Copy out the entries verbatim, everything from the very start down to and including the line that contains "484), (0, 496)]]". Leave the pictures out of your copy.

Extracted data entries
○ ○ ○

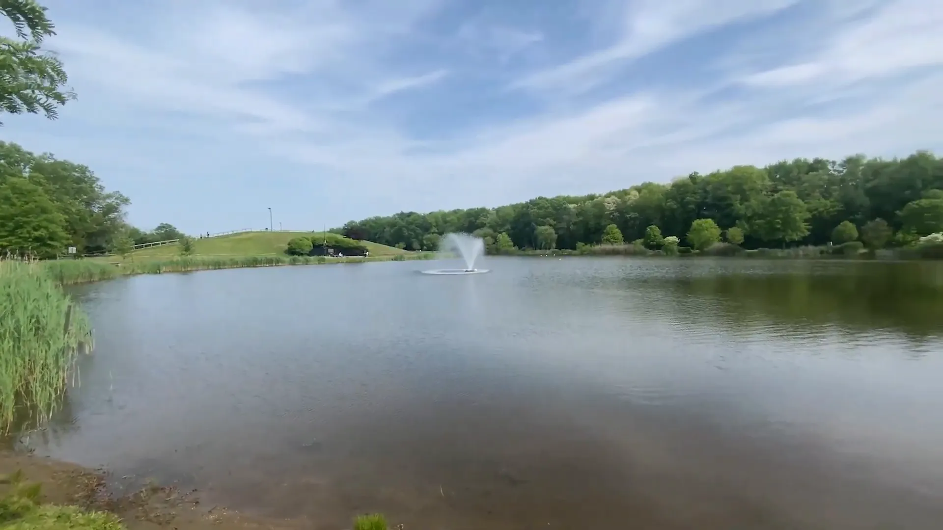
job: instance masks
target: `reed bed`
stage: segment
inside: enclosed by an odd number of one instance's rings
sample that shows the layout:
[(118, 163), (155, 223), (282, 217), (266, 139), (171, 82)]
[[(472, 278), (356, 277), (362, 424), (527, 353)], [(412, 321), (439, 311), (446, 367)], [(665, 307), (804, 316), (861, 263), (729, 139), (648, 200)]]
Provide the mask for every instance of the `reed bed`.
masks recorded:
[(91, 328), (44, 264), (0, 261), (0, 431), (48, 418)]

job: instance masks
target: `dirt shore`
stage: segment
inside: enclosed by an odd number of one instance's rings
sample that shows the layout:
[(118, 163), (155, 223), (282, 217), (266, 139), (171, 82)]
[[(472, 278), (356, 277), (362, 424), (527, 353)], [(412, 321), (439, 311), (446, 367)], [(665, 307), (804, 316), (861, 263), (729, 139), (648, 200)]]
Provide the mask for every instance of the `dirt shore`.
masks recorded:
[[(297, 520), (260, 520), (200, 502), (198, 491), (151, 486), (116, 497), (105, 489), (106, 475), (66, 462), (0, 450), (0, 476), (22, 472), (27, 482), (41, 485), (41, 502), (107, 510), (122, 518), (128, 530), (295, 530), (312, 525)], [(9, 486), (0, 484), (0, 496)]]

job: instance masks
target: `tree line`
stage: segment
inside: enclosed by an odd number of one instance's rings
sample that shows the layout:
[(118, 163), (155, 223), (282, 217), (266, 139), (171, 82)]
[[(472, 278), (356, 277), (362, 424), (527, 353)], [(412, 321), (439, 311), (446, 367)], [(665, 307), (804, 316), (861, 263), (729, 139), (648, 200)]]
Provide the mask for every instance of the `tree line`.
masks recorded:
[[(637, 242), (704, 248), (721, 239), (745, 248), (845, 243), (908, 246), (943, 232), (943, 158), (796, 158), (766, 167), (692, 173), (608, 193), (537, 197), (493, 208), (400, 212), (333, 231), (407, 250), (435, 250), (467, 232), (489, 252), (577, 249)], [(669, 240), (670, 238), (670, 240)]]
[(0, 254), (53, 257), (181, 239), (163, 223), (141, 230), (124, 221), (130, 203), (87, 166), (0, 141)]

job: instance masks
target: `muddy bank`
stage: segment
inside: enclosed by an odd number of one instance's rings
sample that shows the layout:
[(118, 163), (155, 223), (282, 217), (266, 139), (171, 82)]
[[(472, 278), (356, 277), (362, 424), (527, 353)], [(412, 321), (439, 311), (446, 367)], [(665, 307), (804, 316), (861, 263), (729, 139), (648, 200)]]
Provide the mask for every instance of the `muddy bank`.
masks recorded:
[[(309, 528), (304, 520), (263, 520), (243, 516), (215, 505), (205, 505), (199, 491), (150, 486), (116, 496), (106, 488), (107, 474), (32, 455), (0, 449), (0, 476), (21, 472), (30, 483), (41, 485), (41, 503), (74, 505), (105, 510), (120, 517), (129, 530), (296, 530)], [(0, 497), (8, 489), (0, 484)]]

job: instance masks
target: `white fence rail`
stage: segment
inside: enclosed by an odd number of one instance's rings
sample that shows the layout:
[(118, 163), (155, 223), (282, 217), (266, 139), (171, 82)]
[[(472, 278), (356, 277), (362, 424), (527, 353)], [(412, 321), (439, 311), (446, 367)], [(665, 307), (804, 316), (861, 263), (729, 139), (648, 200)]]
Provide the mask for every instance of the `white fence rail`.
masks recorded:
[[(239, 230), (229, 230), (229, 231), (226, 231), (226, 232), (217, 232), (215, 234), (209, 234), (209, 235), (197, 234), (196, 237), (197, 238), (202, 238), (202, 239), (207, 239), (207, 238), (219, 238), (219, 237), (222, 237), (222, 236), (231, 236), (233, 234), (242, 234), (242, 233), (245, 233), (245, 232), (314, 232), (314, 231), (316, 231), (316, 230), (289, 230), (287, 228), (285, 228), (285, 229), (279, 229), (279, 230), (269, 230), (268, 228), (240, 228)], [(170, 245), (170, 244), (178, 243), (178, 242), (180, 242), (180, 240), (177, 239), (177, 240), (162, 240), (162, 241), (152, 241), (152, 242), (149, 242), (149, 243), (140, 243), (140, 244), (134, 245), (134, 250), (141, 250), (142, 248), (149, 248), (149, 247), (152, 247), (152, 246)], [(97, 252), (97, 253), (84, 254), (82, 256), (85, 256), (85, 257), (96, 257), (96, 256), (114, 256), (114, 255), (115, 254), (113, 252), (102, 251), (102, 252)]]

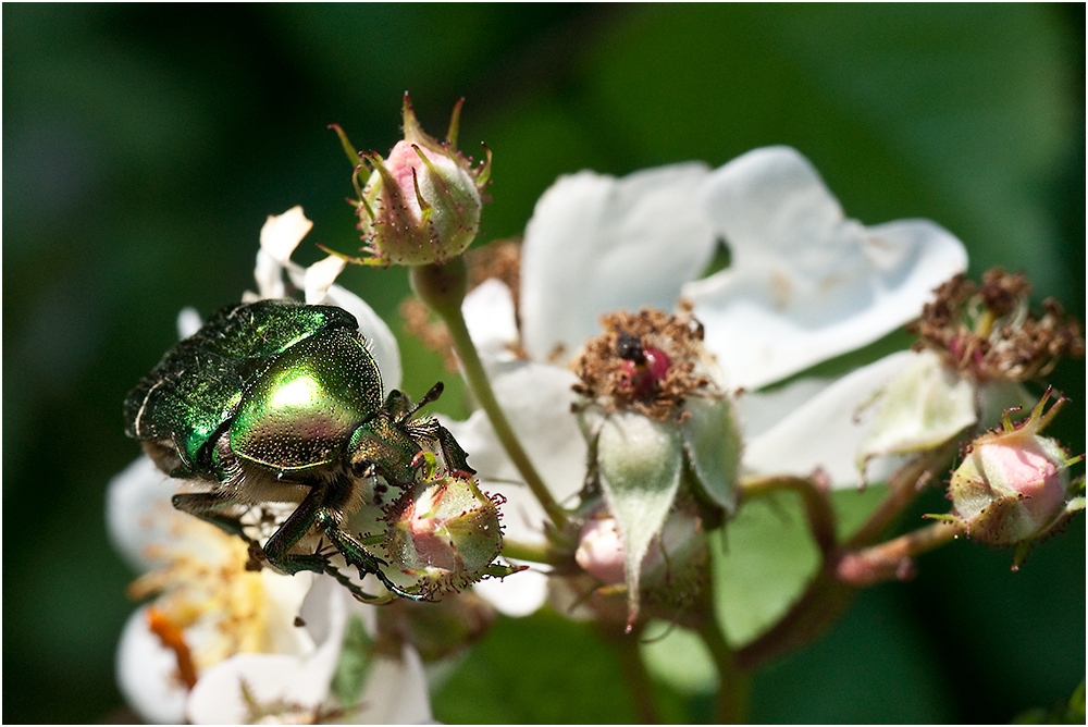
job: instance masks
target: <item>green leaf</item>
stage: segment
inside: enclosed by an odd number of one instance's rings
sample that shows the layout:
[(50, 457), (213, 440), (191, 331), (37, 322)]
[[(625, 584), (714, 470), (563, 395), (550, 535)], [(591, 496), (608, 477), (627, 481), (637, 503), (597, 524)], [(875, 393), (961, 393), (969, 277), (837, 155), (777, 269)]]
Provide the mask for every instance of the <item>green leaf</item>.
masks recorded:
[[(879, 486), (832, 493), (840, 539), (864, 521), (885, 493)], [(746, 503), (709, 538), (715, 613), (734, 646), (774, 626), (819, 567), (801, 500), (791, 493)]]
[[(659, 638), (651, 636), (662, 631)], [(639, 652), (655, 678), (681, 694), (713, 693), (718, 688), (717, 667), (697, 633), (665, 621), (651, 624), (645, 633)]]
[(741, 433), (729, 399), (692, 397), (691, 416), (680, 424), (684, 452), (706, 495), (732, 513), (737, 509), (733, 482), (741, 461)]

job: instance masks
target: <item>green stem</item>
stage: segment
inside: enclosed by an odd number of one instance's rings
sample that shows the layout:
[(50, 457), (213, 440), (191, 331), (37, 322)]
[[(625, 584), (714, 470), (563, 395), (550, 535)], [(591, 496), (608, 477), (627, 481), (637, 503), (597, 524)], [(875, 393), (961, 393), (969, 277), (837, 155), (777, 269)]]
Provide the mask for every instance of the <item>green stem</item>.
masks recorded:
[(559, 565), (565, 562), (555, 552), (543, 543), (526, 543), (522, 541), (503, 538), (503, 555), (516, 560), (529, 560), (531, 563), (547, 563)]
[(495, 398), (495, 392), (492, 390), (491, 381), (484, 371), (483, 361), (480, 360), (480, 354), (477, 352), (472, 336), (469, 335), (468, 325), (465, 323), (465, 316), (461, 313), (461, 303), (465, 300), (467, 288), (465, 260), (455, 258), (444, 266), (409, 268), (408, 278), (416, 295), (446, 324), (454, 349), (461, 361), (465, 381), (480, 404), (480, 408), (487, 415), (492, 429), (495, 430), (495, 436), (506, 449), (510, 461), (521, 473), (529, 490), (544, 507), (544, 512), (552, 522), (557, 529), (562, 530), (567, 525), (567, 514), (548, 492), (547, 485), (544, 484), (544, 480), (536, 472), (532, 460), (529, 459), (529, 455), (521, 446), (521, 442), (499, 406), (498, 399)]
[(804, 646), (845, 613), (856, 592), (855, 588), (834, 580), (827, 568), (821, 569), (780, 621), (737, 651), (737, 664), (754, 669), (780, 654)]
[(717, 722), (722, 725), (742, 725), (747, 722), (749, 692), (751, 679), (747, 671), (740, 668), (733, 650), (729, 648), (718, 619), (713, 612), (706, 614), (698, 628), (715, 666), (718, 668), (718, 712)]
[(838, 580), (856, 587), (914, 576), (914, 558), (955, 538), (956, 526), (935, 522), (886, 543), (841, 555), (834, 564)]
[(888, 494), (869, 516), (868, 520), (846, 541), (845, 546), (857, 550), (877, 541), (888, 526), (918, 495), (934, 472), (945, 465), (955, 454), (959, 443), (949, 442), (942, 447), (930, 449), (907, 461), (888, 478)]

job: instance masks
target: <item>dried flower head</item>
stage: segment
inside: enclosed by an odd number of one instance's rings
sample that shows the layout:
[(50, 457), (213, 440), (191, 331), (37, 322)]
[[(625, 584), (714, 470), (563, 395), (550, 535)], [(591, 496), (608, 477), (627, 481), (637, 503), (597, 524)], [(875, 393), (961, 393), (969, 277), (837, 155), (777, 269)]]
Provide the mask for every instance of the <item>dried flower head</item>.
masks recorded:
[(1024, 275), (994, 268), (977, 286), (963, 274), (937, 288), (910, 330), (916, 349), (936, 350), (945, 365), (976, 381), (1027, 381), (1048, 374), (1063, 357), (1081, 358), (1080, 323), (1052, 298), (1037, 317)]

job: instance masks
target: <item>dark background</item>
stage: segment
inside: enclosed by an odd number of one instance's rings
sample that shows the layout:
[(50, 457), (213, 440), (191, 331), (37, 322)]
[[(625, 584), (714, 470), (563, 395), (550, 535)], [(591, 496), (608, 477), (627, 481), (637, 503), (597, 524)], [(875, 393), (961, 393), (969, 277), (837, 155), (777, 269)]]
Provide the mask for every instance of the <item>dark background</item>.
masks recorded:
[[(5, 3), (4, 720), (122, 706), (112, 663), (133, 574), (103, 525), (104, 488), (138, 453), (121, 402), (174, 342), (180, 308), (208, 315), (252, 287), (265, 215), (304, 206), (316, 222), (304, 263), (314, 243), (357, 247), (350, 168), (327, 124), (385, 153), (406, 89), (440, 137), (465, 96), (460, 146), (495, 155), (481, 243), (519, 234), (564, 172), (721, 164), (790, 144), (852, 217), (937, 220), (975, 276), (1023, 270), (1084, 320), (1084, 13)], [(342, 282), (403, 333), (401, 271)], [(438, 358), (401, 342), (404, 387), (425, 391)], [(1074, 398), (1052, 433), (1078, 451), (1084, 371), (1066, 362), (1052, 378)], [(944, 508), (935, 494), (911, 518)], [(957, 542), (913, 583), (862, 594), (825, 639), (757, 675), (752, 718), (1007, 722), (1067, 699), (1084, 678), (1084, 517), (1019, 572), (1010, 564)], [(500, 620), (435, 713), (629, 722), (615, 660), (547, 614)], [(705, 697), (658, 690), (670, 718), (712, 718)]]

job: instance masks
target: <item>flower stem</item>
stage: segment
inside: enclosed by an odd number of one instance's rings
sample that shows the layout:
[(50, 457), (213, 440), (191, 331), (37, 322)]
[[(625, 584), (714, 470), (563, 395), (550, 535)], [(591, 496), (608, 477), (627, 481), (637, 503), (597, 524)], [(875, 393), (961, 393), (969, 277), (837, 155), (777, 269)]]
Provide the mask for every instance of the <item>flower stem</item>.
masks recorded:
[(875, 542), (900, 513), (911, 504), (922, 488), (956, 452), (955, 441), (922, 453), (892, 472), (888, 478), (888, 494), (877, 505), (869, 519), (846, 541), (849, 550), (857, 550)]
[(753, 497), (766, 497), (783, 490), (793, 491), (801, 495), (805, 507), (805, 517), (808, 520), (808, 530), (812, 532), (813, 540), (816, 541), (820, 553), (826, 557), (836, 545), (834, 510), (831, 508), (831, 501), (826, 488), (820, 486), (812, 479), (789, 475), (758, 478), (740, 483), (741, 503)]
[(747, 722), (750, 678), (747, 673), (738, 666), (733, 651), (729, 648), (713, 612), (707, 613), (700, 625), (698, 636), (710, 652), (714, 665), (718, 668), (718, 724), (745, 724)]
[(837, 581), (827, 568), (820, 569), (780, 621), (737, 651), (738, 666), (754, 669), (814, 641), (845, 613), (856, 592), (857, 589)]
[(510, 461), (521, 473), (529, 490), (544, 507), (544, 512), (552, 522), (557, 529), (562, 530), (567, 525), (567, 514), (548, 492), (547, 485), (544, 484), (544, 480), (533, 467), (529, 455), (521, 446), (521, 442), (506, 418), (506, 414), (498, 405), (498, 399), (495, 398), (495, 392), (492, 390), (491, 382), (484, 371), (483, 361), (480, 360), (480, 354), (477, 352), (475, 344), (472, 343), (472, 336), (469, 335), (465, 316), (461, 313), (461, 303), (465, 300), (468, 278), (463, 258), (454, 258), (443, 266), (430, 264), (409, 268), (408, 278), (416, 295), (446, 324), (454, 349), (461, 361), (465, 381), (480, 407), (487, 415), (492, 429), (495, 430), (495, 436), (506, 449)]
[(955, 538), (956, 526), (935, 522), (886, 543), (849, 552), (838, 558), (838, 580), (856, 587), (875, 586), (887, 580), (907, 580), (914, 576), (914, 558)]

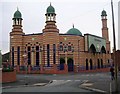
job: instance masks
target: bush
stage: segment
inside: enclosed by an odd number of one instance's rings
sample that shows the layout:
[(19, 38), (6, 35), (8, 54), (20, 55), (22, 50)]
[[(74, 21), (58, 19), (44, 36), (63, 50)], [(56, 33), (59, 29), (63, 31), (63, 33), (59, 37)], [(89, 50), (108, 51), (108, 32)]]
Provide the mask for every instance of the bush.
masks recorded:
[(14, 71), (13, 68), (3, 68), (2, 69), (2, 72), (12, 72), (12, 71)]
[(2, 72), (12, 72), (14, 68), (9, 63), (3, 63)]

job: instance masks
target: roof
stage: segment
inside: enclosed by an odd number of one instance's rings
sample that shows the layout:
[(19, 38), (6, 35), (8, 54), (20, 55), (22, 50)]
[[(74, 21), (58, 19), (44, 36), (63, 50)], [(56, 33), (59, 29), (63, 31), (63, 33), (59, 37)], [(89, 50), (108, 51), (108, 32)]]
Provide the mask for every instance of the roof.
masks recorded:
[(74, 25), (73, 25), (73, 28), (71, 28), (67, 31), (67, 34), (82, 35), (82, 33), (78, 29), (74, 28)]
[(18, 8), (17, 8), (17, 11), (14, 13), (14, 18), (22, 18), (22, 14), (21, 14), (21, 12), (18, 10)]
[(51, 5), (51, 3), (50, 3), (50, 6), (47, 8), (47, 13), (48, 13), (48, 14), (55, 13), (55, 9), (54, 9), (54, 7)]

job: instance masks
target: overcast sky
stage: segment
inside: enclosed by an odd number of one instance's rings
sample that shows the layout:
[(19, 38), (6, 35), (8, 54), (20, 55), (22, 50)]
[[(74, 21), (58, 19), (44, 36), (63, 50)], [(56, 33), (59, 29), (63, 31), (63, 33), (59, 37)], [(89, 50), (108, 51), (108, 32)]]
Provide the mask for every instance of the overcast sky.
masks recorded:
[[(114, 1), (115, 29), (118, 35), (118, 1)], [(112, 19), (110, 0), (1, 0), (0, 1), (0, 49), (2, 54), (9, 51), (9, 33), (12, 30), (12, 18), (19, 8), (23, 18), (23, 31), (26, 34), (42, 33), (45, 26), (45, 13), (50, 5), (55, 8), (56, 25), (60, 33), (66, 33), (72, 28), (79, 29), (82, 35), (89, 33), (102, 36), (101, 12), (106, 10), (109, 28), (109, 38), (112, 43)], [(117, 36), (116, 36), (117, 37)], [(116, 38), (118, 40), (118, 38)], [(118, 42), (116, 42), (118, 44)], [(117, 45), (118, 46), (118, 45)], [(117, 47), (118, 48), (118, 47)]]

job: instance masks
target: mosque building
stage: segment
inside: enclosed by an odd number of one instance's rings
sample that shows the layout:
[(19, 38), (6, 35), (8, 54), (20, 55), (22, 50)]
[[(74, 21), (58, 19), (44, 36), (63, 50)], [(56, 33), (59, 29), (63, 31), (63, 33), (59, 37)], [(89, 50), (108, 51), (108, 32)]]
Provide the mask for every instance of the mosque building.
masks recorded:
[(10, 32), (10, 62), (19, 72), (25, 66), (28, 71), (40, 73), (68, 73), (96, 70), (109, 66), (111, 59), (107, 13), (101, 13), (102, 37), (82, 34), (77, 28), (61, 34), (56, 26), (55, 8), (46, 10), (46, 25), (42, 33), (25, 34), (22, 14), (17, 9)]

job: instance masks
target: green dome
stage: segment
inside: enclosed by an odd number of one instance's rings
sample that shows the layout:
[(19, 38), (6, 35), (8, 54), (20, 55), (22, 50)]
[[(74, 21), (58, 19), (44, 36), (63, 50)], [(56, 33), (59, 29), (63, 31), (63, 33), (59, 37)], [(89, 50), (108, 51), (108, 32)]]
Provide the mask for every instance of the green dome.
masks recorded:
[(22, 18), (21, 12), (17, 9), (17, 11), (14, 13), (14, 18)]
[(105, 10), (102, 11), (101, 16), (107, 16), (107, 13)]
[(74, 26), (73, 26), (73, 28), (71, 28), (70, 30), (67, 31), (67, 34), (82, 35), (82, 33), (78, 29), (74, 28)]
[(47, 13), (55, 13), (55, 9), (54, 9), (53, 6), (51, 6), (51, 4), (50, 4), (50, 6), (47, 8)]

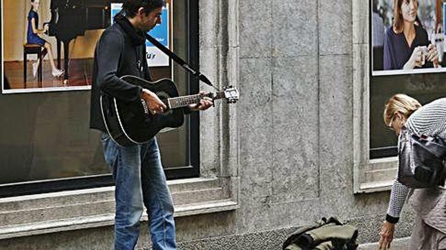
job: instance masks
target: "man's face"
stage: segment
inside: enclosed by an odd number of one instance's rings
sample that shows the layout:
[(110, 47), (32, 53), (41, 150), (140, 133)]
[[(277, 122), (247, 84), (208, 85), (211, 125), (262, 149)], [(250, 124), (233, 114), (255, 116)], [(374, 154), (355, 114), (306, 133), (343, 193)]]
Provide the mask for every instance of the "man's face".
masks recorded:
[(145, 32), (148, 32), (157, 24), (161, 23), (162, 11), (162, 8), (160, 8), (153, 10), (147, 16), (145, 13), (143, 13), (140, 15), (141, 29)]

○ ○ ○

(Output below)
job: instance masks
target: `reed bed`
stage: segment
inside: enclosed by an odd number of one instance's rings
sample that shows the layout:
[(118, 163), (155, 223), (282, 217), (266, 139), (171, 82)]
[[(472, 278), (356, 277), (362, 424), (527, 353)], [(412, 321), (439, 311), (446, 367)], [(665, 307), (804, 316), (861, 263), (729, 139), (648, 200)]]
Provide the mask for every instance of the `reed bed`.
masks recorded:
[(91, 328), (44, 264), (0, 261), (0, 431), (48, 418)]

job: instance masks
target: `dirt shore`
stage: segment
inside: enclosed by an odd number of one instance's rings
sample that shows the layout:
[(118, 163), (155, 223), (282, 217), (266, 139), (171, 82)]
[[(472, 278), (356, 277), (362, 424), (527, 353)], [(412, 321), (439, 311), (446, 367)], [(665, 307), (804, 316), (861, 263), (729, 139), (648, 200)]]
Provide the mask for every instance of the `dirt shore`.
masks recorded:
[[(297, 520), (260, 520), (200, 502), (198, 491), (151, 486), (116, 497), (105, 489), (106, 475), (66, 462), (0, 450), (0, 476), (22, 472), (27, 482), (41, 485), (41, 502), (107, 510), (122, 518), (128, 530), (295, 530), (312, 525)], [(9, 486), (0, 484), (0, 496)]]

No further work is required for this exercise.